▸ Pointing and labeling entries
▶

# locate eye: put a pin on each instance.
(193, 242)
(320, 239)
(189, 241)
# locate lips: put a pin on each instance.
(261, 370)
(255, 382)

◀

▸ TASK DESCRIPTION
Rewrite the lines above, replacing every "pin" with "marker" and leaving everything else the same.

▸ ANSWER TO THIS EXERCISE
# locate eye: put a marker on each instance.
(193, 242)
(320, 239)
(189, 241)
# locate lips: put a marker on each instance.
(261, 370)
(255, 382)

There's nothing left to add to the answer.